DOKUMEN SUMBER:
STOCKWATCH.ID (JAKARTA) – Kapal tunda secara perlahan menarik kapal CMA CGM Alexander Von Humboldt memasuki dermaga Jakarta International Container Terminal (JICT), Jakarta Utara, 31 Oktober 2022 lalu. Kapal berkapasitas 16 ribu TEUs ini merupakan salah satu kapal terbesar di dunia yang pernah sandar di pelabuhan Indonesia. “Hal ini menguatkan posisi JICT sebagai pelabuhan peti kemas internasional yang menjadi pilihan pelanggan,” ujar Wakil Direktur Utama JICT Budi Cahyono.
Kapal yang memiliki panjang 396 meter atau hampir empat kali lapangan sepak bola dengan bobot 186.470 DWT ini dibuat Daewoo Shipbuilding and Marine Engineering, salah satu dari tiga pembuat kapal terbesar di Korea Selatan. Dua galangan kapal lainnya adalah Hyundai dan Samsung. Von Humboldt yang diluncurkan di Hamburg, Jerman, pada Mei 2013 ini memiliki rute pelayaran langsung Amerika Serikat-Indonesia.
Presiden Direktur CMA CGM Indonesia John Lim mengatakan kapal-kapalnya akan memfasilitasi pengiriman barang dari Indonesia ke Amerika dan sebaliknya. “Layanan ini diutamakan guna memfasilitasi pertumbuhan volume perdagangan antara Indonesia dengan Amerika, dan mengantisipasi pertumbuhan ekspor sebesar dua digit pada akhir tahun 2022,” ujar John saat menyambut kedatangan Alexander Von Humboldt.
Perdagangan Indonesia-Amerika Serikat memang terus bertumbuh. Selain itu, Amerika Serikat merupakan negara tujuan ekspor kedua terbesar Indonesia, setelah China. Di tengah krisis global saat ini, ekspor Indonesia ke Negeri Abang Sam pada Januari-November 2022 masih tumbuh 13,02 persen menjadi US$26,14 miliar. Bahkan, pada periode yang sama tahun sebelumnya, ekspor Indonesia meningkat sampai 38,4 persen.
Karena itu, kedatangan kapal-kapal raksasa seperti Von Humboldt mengharuskan JICT terus memodernisasi diri. Juni lalu, JICT mendatangkan dua QCC (Quay Container Crane) jenis Super Post Panamax buatan Sany Marine Heavy Industry, salah satu produsen derek terkemuka asal China. Alat yang memiliki jangkauan 65 meter dan kapasitas sampai 65 ton ini juga sangat efisien dalam konsumsi bahan bakarnya.

DATA YANG DISEDIAKAN:
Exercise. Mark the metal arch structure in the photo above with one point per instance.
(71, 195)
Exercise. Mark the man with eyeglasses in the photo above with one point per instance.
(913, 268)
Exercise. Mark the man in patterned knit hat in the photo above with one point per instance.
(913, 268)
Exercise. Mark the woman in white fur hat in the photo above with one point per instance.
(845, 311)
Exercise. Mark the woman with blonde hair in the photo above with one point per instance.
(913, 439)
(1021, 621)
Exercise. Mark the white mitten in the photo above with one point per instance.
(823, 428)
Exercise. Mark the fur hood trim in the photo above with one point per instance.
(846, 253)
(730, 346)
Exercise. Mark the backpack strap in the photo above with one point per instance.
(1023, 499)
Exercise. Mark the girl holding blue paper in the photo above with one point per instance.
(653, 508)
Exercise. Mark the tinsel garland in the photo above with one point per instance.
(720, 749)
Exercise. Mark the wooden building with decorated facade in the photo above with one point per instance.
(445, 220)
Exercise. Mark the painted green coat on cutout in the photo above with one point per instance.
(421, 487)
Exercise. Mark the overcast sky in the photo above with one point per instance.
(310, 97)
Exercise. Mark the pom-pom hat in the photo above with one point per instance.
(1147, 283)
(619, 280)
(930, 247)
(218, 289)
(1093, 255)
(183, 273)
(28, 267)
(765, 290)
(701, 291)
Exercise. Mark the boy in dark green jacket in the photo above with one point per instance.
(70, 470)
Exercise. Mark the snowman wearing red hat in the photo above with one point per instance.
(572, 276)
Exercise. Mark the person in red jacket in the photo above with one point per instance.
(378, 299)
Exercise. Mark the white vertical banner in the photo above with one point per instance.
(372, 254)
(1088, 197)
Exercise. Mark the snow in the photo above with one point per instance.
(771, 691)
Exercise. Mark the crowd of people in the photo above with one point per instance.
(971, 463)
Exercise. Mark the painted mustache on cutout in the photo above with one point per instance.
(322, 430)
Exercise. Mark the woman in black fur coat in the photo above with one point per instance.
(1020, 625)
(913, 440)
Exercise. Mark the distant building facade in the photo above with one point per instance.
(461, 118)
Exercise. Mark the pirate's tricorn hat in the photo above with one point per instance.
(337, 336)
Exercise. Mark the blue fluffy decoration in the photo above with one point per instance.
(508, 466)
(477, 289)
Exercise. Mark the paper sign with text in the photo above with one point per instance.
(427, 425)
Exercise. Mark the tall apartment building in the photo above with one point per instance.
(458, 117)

---

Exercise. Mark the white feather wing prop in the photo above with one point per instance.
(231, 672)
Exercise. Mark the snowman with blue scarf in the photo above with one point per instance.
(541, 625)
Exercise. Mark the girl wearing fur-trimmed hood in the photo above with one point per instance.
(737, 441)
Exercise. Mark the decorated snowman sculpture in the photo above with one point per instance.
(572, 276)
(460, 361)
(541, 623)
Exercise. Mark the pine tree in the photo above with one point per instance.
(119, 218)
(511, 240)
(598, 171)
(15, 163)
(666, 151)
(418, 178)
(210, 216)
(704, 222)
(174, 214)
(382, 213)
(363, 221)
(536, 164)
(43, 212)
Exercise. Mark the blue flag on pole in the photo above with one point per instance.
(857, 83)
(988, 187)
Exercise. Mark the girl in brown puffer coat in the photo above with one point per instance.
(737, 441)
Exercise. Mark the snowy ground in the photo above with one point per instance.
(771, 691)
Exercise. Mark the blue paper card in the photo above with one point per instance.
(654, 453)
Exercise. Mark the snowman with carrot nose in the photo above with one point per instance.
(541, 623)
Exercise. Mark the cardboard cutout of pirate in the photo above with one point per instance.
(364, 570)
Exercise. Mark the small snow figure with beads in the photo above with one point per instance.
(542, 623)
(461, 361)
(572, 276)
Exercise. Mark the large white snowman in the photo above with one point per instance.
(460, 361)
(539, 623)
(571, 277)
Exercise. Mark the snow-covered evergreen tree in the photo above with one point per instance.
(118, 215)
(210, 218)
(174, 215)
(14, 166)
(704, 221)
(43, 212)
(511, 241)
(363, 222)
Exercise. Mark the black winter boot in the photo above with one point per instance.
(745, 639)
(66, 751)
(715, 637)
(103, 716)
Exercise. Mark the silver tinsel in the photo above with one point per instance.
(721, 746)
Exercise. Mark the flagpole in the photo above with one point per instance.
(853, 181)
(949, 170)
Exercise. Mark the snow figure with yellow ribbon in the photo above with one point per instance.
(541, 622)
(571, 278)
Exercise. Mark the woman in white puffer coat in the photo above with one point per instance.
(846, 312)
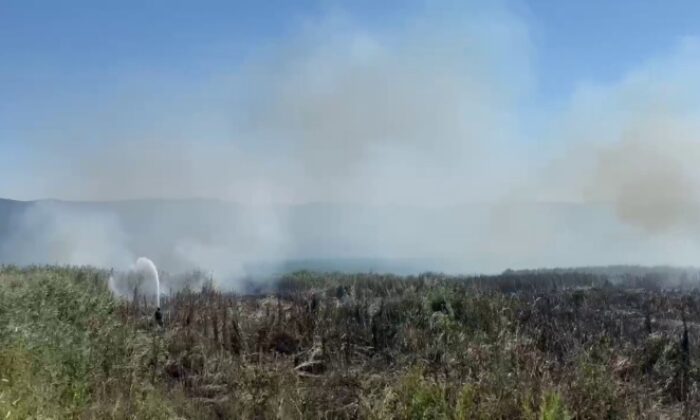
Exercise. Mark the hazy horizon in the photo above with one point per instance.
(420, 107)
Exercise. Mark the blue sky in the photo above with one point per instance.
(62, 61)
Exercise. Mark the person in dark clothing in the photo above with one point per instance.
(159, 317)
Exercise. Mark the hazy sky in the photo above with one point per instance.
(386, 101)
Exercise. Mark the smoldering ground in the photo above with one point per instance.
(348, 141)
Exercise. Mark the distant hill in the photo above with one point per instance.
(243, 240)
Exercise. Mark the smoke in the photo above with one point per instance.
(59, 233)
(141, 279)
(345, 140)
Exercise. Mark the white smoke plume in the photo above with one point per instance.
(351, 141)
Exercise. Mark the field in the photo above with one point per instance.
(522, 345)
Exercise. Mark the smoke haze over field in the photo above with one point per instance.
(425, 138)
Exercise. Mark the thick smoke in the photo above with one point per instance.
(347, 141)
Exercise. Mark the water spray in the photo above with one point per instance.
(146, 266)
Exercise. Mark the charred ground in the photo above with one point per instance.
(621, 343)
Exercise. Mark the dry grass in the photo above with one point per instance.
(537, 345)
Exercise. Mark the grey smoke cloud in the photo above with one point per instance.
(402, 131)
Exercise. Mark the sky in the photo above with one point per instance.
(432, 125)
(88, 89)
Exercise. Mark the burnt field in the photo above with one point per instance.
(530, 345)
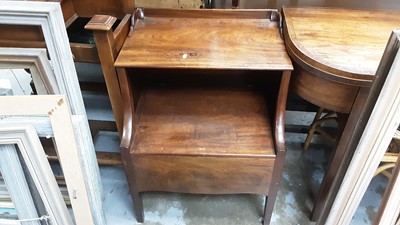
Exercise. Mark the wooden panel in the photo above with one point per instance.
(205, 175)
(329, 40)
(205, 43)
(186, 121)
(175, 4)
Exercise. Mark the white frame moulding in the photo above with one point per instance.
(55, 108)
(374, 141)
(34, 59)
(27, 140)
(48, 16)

--

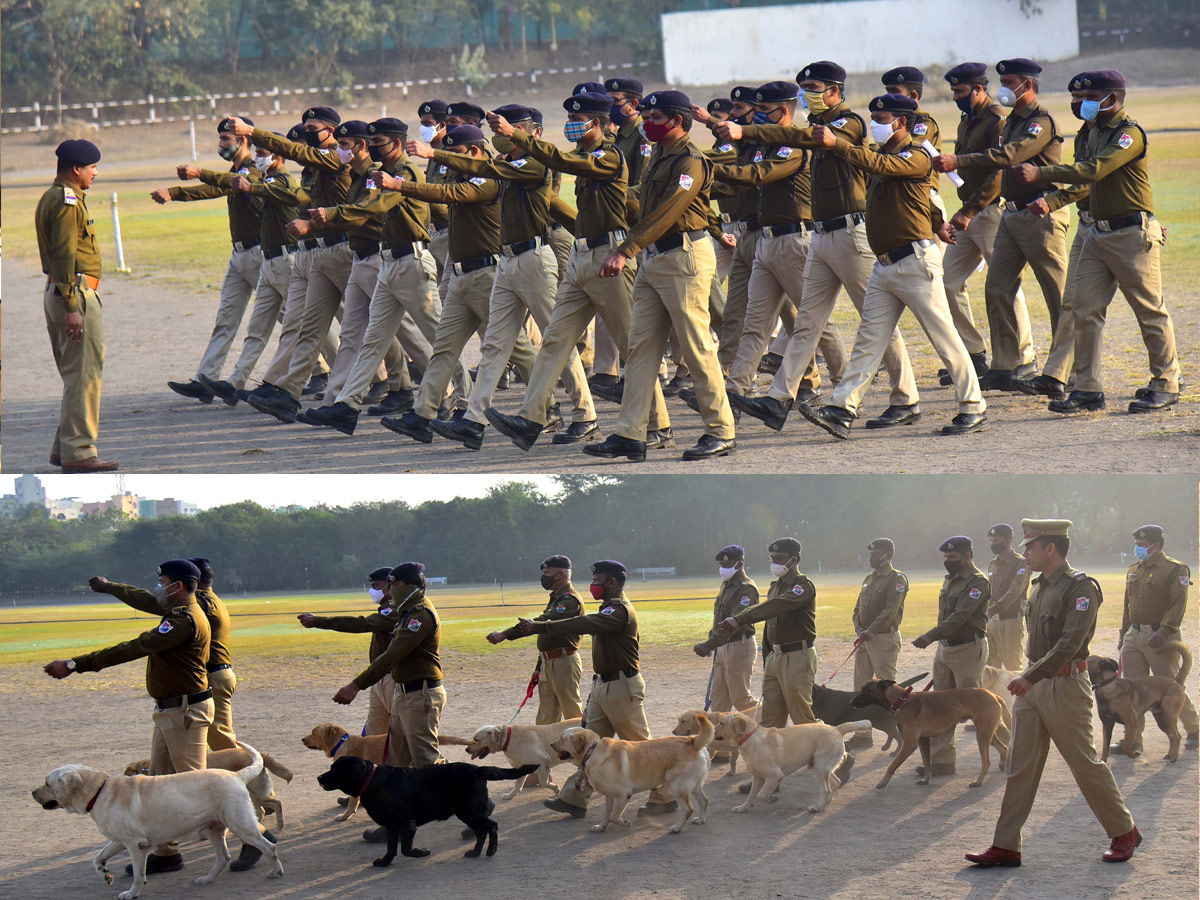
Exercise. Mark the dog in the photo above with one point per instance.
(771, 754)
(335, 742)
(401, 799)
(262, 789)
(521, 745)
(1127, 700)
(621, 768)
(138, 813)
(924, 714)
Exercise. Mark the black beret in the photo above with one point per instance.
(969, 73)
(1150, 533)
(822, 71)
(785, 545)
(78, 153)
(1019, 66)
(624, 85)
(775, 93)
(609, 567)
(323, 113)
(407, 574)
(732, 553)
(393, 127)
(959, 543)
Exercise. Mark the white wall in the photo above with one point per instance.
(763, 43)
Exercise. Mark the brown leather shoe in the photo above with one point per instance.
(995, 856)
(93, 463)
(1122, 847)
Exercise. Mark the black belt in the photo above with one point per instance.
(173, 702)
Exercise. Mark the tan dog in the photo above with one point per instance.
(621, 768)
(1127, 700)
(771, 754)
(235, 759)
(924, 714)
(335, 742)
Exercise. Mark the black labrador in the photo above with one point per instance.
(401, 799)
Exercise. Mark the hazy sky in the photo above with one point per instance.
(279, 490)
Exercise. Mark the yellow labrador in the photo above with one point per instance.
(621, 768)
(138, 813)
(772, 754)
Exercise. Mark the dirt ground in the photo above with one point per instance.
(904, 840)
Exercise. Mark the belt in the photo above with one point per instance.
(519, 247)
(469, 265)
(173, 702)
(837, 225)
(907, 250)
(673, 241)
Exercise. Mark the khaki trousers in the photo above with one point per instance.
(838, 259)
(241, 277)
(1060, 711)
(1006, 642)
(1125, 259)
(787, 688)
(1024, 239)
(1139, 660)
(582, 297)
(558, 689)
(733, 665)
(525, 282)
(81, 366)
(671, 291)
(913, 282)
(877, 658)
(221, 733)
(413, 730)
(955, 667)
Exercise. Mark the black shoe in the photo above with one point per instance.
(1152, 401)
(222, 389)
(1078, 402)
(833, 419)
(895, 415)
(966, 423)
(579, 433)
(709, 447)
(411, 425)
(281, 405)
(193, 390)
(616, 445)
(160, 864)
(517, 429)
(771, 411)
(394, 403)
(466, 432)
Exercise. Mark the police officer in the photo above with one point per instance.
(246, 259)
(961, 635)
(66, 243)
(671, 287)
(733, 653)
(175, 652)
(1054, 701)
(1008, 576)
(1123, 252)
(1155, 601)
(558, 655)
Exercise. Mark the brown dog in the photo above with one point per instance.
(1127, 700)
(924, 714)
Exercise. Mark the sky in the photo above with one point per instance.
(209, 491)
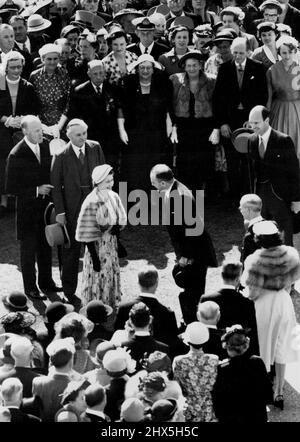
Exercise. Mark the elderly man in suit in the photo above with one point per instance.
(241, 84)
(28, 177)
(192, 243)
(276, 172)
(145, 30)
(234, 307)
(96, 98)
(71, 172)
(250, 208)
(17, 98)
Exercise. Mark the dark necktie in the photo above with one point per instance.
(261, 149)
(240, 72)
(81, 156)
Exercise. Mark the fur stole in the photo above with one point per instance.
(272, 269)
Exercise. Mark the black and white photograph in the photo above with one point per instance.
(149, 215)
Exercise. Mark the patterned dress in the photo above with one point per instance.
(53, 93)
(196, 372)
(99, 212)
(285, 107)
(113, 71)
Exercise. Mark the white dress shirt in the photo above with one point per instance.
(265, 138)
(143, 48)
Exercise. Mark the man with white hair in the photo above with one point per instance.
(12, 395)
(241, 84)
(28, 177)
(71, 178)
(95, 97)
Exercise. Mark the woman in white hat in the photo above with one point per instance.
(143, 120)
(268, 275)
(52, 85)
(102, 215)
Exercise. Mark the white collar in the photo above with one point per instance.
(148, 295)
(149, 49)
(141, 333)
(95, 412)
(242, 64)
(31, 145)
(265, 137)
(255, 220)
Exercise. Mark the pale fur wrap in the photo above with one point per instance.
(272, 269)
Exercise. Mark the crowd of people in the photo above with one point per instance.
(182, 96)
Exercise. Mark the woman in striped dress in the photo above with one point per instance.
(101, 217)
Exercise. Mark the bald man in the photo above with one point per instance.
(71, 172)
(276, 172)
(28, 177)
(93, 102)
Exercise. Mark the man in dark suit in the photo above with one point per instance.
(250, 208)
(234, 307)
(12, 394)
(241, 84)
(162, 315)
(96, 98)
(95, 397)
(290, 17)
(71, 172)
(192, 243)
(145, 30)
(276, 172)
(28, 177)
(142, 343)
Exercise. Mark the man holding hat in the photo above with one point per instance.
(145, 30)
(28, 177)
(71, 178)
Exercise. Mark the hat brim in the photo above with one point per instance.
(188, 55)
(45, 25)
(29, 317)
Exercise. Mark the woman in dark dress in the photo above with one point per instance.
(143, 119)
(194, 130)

DAFTAR TUGAS:
a) Tuliskan kembali tanpa mengubah apa pun bagian artikel tentang kapal Von Humboldt mulai dari "Presiden Direktur CMA" sampai dengan "sampai 38,4 persen.".
b) Jawablah pertanyaan berikut berdasarkan artikel tentang kapal Von Humboldt.
(i) Berapa panjang kapal CMA CGM Alexander Von Humboldt?
(ii) Negara mana yang menjadi tujuan ekspor terbesar Indonesia?
(iii) Berapa kapasitas maksimum QCC yang didatangkan JICT pada bulan Juni?
Baris-baris data di atas adalah bahan tersendiri yang tidak berkaitan dengan artikel.

JAWABAN BERURUTAN:
a)
Presiden Direktur CMA CGM Indonesia John Lim mengatakan kapal-kapalnya akan memfasilitasi pengiriman barang dari Indonesia ke Amerika dan sebaliknya. “Layanan ini diutamakan guna memfasilitasi pertumbuhan volume perdagangan antara Indonesia dengan Amerika, dan mengantisipasi pertumbuhan ekspor sebesar dua digit pada akhir tahun 2022,” ujar John saat menyambut kedatangan Alexander Von Humboldt.
Perdagangan Indonesia-Amerika Serikat memang terus bertumbuh. Selain itu, Amerika Serikat merupakan negara tujuan ekspor kedua terbesar Indonesia, setelah China. Di tengah krisis global saat ini, ekspor Indonesia ke Negeri Abang Sam pada Januari-November 2022 masih tumbuh 13,02 persen menjadi US$26,14 miliar. Bahkan, pada periode yang sama tahun sebelumnya, ekspor Indonesia meningkat sampai 38,4 persen.

b)
(i) Panjangnya 396 meter.
(ii) China.
(iii) Sampai 65 ton.